• [Data supplied]

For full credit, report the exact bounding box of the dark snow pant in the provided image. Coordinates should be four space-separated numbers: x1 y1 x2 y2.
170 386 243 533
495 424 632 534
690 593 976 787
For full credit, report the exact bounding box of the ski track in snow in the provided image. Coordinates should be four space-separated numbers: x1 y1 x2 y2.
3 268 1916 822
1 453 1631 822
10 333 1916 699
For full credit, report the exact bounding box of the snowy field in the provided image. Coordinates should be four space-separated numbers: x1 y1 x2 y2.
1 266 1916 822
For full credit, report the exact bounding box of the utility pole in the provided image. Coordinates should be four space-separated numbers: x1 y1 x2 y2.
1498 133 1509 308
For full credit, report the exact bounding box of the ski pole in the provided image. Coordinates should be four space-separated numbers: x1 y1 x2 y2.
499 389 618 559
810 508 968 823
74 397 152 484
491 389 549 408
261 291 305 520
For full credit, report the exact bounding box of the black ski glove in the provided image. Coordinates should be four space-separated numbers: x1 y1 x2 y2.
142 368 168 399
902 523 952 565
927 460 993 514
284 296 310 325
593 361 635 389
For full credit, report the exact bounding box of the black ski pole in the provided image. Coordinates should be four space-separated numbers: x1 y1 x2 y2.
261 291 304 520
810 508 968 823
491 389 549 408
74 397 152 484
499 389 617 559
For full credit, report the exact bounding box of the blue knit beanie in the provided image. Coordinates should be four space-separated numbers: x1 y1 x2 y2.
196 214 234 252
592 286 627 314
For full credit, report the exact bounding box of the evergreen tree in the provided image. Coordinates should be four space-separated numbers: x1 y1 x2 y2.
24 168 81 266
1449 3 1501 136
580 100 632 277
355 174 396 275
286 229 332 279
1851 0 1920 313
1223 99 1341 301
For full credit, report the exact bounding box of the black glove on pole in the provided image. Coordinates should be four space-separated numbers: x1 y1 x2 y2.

• [Activity] Only one span of lines is wanted: the line with "For full credit, report the exact bounding box of the blue" and every line after it to the end of the entries, output exactly.

• [Exercise response]
For full credit, report the exact bounding box of the blue knit beanie in the provided image. Coordinates should be four space-separated numbers: x1 y1 x2 y2.
196 214 234 252
592 286 627 314
For full credit, report the exact bounding box of the evergreen tree in the provided image. Coordinates should be four space-separated numbers: x1 y1 x2 y2.
24 168 81 266
1449 3 1501 136
580 100 632 277
355 174 396 275
286 229 332 279
1851 0 1920 313
1223 99 1341 301
For full credit, report the exact bounding box of the black glove on pole in the provided image. Coordinates should be four space-separated numbers: x1 y1 x2 y2.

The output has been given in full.